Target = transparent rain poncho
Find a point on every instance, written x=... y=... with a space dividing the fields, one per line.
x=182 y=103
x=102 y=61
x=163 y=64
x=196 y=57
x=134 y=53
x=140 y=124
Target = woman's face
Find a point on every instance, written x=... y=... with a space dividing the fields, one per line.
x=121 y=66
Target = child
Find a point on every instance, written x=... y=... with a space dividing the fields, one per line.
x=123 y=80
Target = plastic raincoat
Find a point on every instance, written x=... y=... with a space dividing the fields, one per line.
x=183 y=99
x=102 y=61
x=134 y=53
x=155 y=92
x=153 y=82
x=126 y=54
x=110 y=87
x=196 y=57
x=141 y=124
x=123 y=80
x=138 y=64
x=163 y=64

________________________________________

[WORK REQUIRED]: Nothing may be dropped or altered; repeat every record in full.

[ANSWER TO THIS EXERCISE]:
Target = transparent rain poncho
Find a point on every instance, written x=... y=... with a space dividing the fields, one per line.
x=182 y=103
x=102 y=61
x=163 y=64
x=196 y=57
x=134 y=53
x=140 y=124
Target = woman's face
Find a point on every instance, written x=... y=... with a space dividing the fields, one per line.
x=121 y=66
Target = child
Find a point on every instance, written x=... y=... with a space dividing the fields, one per line.
x=123 y=80
Target = plastic raincoat
Find a point on every instance, written x=... y=... with a space dividing the fields, one per line.
x=183 y=99
x=102 y=61
x=134 y=53
x=155 y=92
x=153 y=82
x=126 y=54
x=110 y=87
x=196 y=57
x=141 y=124
x=123 y=80
x=138 y=64
x=163 y=64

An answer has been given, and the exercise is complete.